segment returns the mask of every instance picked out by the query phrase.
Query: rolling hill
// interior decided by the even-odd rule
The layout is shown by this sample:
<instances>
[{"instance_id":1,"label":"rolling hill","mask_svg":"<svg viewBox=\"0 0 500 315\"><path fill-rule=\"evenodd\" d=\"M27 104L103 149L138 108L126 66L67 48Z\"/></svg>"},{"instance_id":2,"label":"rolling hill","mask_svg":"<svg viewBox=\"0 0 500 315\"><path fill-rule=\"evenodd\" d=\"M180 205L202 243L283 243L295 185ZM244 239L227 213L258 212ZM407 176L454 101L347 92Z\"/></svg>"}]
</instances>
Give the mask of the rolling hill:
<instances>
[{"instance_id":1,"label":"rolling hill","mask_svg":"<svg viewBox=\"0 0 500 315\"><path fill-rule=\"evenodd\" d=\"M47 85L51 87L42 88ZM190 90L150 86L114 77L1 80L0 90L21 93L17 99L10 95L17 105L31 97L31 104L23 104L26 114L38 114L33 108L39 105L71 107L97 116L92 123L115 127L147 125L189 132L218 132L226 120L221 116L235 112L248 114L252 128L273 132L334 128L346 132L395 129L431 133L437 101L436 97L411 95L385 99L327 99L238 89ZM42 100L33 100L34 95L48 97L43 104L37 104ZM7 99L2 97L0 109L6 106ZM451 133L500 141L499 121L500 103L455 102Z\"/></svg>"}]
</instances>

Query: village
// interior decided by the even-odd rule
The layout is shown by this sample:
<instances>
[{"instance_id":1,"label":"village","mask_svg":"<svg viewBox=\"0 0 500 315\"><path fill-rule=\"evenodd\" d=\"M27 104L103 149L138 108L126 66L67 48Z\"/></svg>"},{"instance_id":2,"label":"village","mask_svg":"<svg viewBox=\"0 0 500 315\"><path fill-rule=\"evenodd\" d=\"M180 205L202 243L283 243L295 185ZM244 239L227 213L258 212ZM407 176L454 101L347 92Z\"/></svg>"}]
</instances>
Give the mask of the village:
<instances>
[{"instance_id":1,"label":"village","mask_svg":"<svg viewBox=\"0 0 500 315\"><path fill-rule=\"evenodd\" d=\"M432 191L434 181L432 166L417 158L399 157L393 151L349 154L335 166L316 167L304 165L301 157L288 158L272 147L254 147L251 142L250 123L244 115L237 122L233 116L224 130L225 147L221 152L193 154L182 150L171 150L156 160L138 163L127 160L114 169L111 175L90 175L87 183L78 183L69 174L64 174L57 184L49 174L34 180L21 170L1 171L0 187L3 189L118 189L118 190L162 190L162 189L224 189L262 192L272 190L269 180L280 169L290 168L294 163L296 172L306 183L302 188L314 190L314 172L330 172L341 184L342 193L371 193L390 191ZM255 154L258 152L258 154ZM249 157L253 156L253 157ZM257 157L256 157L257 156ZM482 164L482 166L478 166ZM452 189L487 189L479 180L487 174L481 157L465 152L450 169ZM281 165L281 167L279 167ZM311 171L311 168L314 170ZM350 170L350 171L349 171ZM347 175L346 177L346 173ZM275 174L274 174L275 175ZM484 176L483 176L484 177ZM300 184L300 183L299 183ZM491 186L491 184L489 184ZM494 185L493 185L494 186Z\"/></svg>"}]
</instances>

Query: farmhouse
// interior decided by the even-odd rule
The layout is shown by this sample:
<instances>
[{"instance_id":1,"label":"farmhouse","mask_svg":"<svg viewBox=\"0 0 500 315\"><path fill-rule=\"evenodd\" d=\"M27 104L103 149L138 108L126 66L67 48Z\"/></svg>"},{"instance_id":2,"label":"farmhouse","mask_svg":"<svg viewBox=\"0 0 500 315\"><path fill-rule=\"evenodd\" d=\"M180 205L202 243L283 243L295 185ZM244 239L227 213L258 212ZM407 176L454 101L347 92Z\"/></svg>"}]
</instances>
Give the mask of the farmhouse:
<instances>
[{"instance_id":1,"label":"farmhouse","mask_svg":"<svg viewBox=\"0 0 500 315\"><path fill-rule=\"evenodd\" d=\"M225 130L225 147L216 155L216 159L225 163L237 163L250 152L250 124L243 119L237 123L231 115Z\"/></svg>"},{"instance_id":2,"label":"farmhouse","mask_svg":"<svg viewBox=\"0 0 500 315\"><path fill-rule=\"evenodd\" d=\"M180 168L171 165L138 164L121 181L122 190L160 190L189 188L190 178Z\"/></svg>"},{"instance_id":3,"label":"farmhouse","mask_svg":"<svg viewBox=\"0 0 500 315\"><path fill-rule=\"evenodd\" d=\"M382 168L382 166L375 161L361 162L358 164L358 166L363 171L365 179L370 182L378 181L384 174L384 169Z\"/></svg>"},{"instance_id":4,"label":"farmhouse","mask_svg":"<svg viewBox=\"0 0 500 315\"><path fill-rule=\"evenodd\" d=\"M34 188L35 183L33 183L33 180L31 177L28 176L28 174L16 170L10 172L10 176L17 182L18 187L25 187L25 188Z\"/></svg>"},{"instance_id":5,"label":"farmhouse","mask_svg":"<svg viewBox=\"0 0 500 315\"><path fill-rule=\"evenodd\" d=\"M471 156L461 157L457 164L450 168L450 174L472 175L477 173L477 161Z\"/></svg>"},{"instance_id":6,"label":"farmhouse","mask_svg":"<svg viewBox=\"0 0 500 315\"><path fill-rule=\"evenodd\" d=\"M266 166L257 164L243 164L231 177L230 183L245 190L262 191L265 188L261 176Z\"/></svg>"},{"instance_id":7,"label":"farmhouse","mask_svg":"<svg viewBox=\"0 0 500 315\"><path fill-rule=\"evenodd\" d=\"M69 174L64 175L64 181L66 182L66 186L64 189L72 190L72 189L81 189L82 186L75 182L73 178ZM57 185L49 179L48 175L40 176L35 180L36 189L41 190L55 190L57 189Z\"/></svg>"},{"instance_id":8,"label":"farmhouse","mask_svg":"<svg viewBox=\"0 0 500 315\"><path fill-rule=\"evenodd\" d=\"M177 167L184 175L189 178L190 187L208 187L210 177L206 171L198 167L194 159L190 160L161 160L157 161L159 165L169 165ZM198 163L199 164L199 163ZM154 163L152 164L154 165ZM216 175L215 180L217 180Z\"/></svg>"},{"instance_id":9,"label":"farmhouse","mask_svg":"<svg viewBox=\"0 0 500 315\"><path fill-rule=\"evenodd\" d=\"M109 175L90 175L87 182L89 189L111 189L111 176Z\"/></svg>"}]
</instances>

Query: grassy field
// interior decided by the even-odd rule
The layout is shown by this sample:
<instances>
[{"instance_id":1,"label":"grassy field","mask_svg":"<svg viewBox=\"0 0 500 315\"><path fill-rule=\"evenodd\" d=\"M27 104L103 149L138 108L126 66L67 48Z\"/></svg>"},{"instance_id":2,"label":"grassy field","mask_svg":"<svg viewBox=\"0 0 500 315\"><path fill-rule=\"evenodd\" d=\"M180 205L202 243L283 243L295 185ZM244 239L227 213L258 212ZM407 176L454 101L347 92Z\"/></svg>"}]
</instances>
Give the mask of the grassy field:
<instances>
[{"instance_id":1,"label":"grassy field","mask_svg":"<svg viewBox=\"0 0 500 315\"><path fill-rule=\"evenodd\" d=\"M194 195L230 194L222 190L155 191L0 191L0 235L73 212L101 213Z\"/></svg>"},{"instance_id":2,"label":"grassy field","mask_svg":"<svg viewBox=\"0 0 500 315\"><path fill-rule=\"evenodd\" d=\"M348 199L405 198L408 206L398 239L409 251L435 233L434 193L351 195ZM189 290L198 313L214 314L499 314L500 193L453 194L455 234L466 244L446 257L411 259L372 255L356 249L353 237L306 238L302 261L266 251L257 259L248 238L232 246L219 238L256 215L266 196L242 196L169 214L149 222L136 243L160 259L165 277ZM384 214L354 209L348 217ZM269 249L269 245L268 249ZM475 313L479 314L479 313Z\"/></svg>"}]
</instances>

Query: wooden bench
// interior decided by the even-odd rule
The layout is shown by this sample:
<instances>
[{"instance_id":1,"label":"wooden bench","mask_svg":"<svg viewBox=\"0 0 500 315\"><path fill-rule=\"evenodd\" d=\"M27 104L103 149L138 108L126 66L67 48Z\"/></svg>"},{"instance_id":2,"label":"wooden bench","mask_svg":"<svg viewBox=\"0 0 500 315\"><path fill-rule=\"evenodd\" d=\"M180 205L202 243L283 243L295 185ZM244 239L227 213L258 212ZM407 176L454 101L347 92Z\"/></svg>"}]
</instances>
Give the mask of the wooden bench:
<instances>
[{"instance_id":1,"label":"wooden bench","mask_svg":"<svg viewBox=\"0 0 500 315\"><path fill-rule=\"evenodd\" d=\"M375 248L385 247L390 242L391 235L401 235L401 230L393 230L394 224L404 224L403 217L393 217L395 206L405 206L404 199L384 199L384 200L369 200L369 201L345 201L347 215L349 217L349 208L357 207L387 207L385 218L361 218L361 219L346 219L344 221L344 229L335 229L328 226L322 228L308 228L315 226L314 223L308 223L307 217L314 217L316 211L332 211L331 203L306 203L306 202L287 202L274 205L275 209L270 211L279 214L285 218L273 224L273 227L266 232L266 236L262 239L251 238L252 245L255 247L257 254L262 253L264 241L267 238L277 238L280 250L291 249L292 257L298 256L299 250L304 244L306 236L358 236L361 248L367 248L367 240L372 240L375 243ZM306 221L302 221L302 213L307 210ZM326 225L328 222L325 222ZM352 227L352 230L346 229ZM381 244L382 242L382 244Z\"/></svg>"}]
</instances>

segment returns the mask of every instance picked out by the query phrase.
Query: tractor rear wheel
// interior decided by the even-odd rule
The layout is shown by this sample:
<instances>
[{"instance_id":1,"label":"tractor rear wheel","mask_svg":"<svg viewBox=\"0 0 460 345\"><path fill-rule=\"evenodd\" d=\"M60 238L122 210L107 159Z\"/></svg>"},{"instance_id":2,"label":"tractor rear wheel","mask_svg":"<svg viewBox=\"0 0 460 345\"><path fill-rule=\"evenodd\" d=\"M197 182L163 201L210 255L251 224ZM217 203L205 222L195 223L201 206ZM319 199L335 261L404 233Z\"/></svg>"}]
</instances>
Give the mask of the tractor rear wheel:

→ Request
Count the lines in the data above that contain the string "village", matching case exactly. Return only the number.

→ Task response
4